Scale everything in the material from the line containing "Pinpoint street lamp" down to the line containing "left=518, top=0, right=580, bottom=110", both included. Write those lines out again with the requests unchanged, multiplying each bounding-box pixel coordinate in the answers by 2.6 and rounding to a whole number (halves up), and give only those lines.

________________________

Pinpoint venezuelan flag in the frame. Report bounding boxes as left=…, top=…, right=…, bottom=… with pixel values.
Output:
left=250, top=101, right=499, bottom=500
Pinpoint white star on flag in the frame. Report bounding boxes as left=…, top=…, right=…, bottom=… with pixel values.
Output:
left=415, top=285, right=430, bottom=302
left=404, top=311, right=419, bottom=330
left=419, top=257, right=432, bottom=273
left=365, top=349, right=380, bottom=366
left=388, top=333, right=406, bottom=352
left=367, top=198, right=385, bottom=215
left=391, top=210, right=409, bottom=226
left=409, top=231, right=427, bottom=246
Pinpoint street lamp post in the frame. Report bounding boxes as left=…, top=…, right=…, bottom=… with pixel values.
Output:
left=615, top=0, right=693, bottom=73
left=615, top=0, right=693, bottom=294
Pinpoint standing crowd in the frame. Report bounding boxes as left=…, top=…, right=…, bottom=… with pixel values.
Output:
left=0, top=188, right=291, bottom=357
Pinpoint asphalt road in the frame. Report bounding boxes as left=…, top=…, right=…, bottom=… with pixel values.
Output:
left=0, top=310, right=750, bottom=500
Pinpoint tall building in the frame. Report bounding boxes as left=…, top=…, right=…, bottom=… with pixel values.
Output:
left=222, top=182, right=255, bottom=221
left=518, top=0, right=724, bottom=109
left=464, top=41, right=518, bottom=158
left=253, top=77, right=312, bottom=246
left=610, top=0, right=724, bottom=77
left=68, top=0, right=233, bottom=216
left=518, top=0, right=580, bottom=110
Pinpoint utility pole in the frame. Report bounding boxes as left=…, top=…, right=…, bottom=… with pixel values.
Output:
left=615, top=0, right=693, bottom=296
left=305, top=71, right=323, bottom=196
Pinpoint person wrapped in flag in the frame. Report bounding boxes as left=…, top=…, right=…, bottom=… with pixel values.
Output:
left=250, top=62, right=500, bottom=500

________________________

THE SOLUTION:
Pinpoint street lamp post in the frame. Report bounding boxes as left=…, top=…, right=…, bottom=… with pixel values.
Output:
left=1599, top=0, right=1802, bottom=190
left=1599, top=0, right=1802, bottom=764
Pinpoint standing crowd in the frame. Report bounding boxes as left=…, top=…, right=…, bottom=… with pixel values.
Output:
left=0, top=489, right=757, bottom=928
Pinpoint asphalt road in the frame. Report bounding boxes as left=…, top=…, right=…, bottom=… with pixel values.
Output:
left=0, top=806, right=1950, bottom=1300
Pinpoint tall building in the frame. Report bounding boxes as left=…, top=…, right=…, bottom=… with pixel values.
Output:
left=577, top=473, right=663, bottom=575
left=1347, top=0, right=1882, bottom=283
left=1206, top=107, right=1347, bottom=411
left=658, top=200, right=811, bottom=640
left=1586, top=0, right=1882, bottom=200
left=177, top=0, right=606, bottom=562
left=1347, top=0, right=1508, bottom=286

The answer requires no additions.